本文:
╭──

鳳凰の部屋

第29期鳳凰戦の軌跡~体感~

第29期鳳凰位決定戦が終わり、僕の麻雀をよく知る人物に評されて、一番しっくりくる言葉があった。

「よく、あの人達と対等に戦えるようになったね」

『しっかり殴り合う』この事を常に考えていた。
『倒れるなら前に倒れよう』を合言葉にしていた。

7回戦で腰が引けて、自分を戒め、8回戦でまた自分を取り戻した。

迎えた9回戦。
この半荘は、完全に「行き腰」のある麻雀を打つ事だけを考えていた。

8回戦終了時成績
前原+41.7P 瀬戸熊+29.5P 荒▲27.7P 藤崎▲43.5P

東2局、背中を後押ししてくれるかのような自然なアガリをものにする。

一万二万三万六索七索八索四筒四筒九筒九筒  ポン中中中  ツモ四筒  ドラ四筒

荒さんのリーチ(四筒七筒マチ)を掻い潜り、幸先の良いスタート。
迎えた親番。ダブ東が早い段階で鳴け、一人旅となる。山との勝負。

╰──

資料:
╭──

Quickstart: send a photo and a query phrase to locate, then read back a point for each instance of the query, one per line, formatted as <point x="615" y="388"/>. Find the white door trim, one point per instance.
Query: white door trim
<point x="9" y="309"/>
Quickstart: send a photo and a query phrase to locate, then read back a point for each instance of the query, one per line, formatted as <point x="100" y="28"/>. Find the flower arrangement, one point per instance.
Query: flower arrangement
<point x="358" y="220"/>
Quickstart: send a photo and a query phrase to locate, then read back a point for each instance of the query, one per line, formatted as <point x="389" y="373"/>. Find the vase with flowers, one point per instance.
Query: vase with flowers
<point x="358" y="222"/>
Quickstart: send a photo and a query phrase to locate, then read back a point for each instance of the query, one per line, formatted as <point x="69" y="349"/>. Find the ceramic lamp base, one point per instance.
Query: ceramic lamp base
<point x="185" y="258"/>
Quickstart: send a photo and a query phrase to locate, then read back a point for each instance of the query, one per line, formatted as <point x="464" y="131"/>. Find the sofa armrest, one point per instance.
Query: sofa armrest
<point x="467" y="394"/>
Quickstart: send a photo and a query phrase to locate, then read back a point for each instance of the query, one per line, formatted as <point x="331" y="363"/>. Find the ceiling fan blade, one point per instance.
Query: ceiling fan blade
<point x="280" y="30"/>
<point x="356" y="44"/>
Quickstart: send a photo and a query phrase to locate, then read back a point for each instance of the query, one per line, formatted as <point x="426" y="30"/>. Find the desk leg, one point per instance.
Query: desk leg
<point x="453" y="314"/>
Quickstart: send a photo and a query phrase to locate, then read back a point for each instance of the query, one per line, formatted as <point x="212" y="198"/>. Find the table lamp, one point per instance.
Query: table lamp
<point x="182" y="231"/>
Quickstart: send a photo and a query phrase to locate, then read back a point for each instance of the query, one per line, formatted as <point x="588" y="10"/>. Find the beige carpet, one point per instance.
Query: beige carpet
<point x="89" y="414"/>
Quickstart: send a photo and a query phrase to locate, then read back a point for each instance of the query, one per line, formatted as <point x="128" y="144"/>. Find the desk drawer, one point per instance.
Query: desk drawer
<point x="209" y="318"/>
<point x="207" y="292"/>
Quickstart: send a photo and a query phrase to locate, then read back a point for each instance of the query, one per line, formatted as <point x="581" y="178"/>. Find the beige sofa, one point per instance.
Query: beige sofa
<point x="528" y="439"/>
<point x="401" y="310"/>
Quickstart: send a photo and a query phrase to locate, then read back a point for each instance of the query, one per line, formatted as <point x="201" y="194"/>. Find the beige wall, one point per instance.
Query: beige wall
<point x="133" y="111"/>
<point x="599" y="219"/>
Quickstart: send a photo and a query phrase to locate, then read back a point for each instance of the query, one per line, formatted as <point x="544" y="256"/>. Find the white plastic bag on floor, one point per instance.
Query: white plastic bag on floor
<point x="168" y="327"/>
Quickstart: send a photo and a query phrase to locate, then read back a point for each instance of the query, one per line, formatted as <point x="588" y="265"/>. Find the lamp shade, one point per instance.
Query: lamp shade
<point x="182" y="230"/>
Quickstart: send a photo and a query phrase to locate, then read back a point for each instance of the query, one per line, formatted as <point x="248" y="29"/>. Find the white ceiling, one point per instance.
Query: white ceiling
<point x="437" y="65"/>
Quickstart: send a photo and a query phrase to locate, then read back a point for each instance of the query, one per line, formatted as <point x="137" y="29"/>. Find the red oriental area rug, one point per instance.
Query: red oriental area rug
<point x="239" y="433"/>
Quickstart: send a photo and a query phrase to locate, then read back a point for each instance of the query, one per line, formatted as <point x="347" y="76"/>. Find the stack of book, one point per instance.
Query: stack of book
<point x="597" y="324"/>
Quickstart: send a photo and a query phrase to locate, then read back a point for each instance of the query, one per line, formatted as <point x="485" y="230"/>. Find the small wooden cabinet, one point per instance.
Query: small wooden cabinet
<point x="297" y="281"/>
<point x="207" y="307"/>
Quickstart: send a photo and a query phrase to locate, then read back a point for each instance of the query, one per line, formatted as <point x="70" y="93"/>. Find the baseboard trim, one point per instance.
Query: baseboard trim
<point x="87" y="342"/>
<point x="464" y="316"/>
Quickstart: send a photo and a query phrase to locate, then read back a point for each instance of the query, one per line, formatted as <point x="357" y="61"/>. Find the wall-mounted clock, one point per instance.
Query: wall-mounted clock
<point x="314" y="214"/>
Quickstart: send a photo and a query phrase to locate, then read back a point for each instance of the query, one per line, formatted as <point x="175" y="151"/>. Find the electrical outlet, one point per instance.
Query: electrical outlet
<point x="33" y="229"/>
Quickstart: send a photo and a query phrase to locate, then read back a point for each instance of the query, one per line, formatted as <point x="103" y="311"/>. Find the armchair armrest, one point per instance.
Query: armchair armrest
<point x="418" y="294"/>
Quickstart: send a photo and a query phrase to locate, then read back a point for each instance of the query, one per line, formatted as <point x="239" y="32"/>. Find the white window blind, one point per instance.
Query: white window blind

╰──

やるべきこと:
[A] 本文で合言葉にしていたとされる言葉は何か答えよ。
[B] 本文の内容を2文でまとめよ。
リストを参照する必要はない。

回答:
[A] 「倒れるなら前に倒れよう」

[B] 第29期鳳凰位決定戦では「しっかり殴り合う」ことを常に考え、7回戦で腰が引けたものの8回戦で自分を取り戻した。8回戦終了時は前原+41.7Pが首位で、迎えた9回戦は「行き腰」のある麻雀を打つことだけを考え、東2局に荒さんのリーチを掻い潜ってアガリをものにした。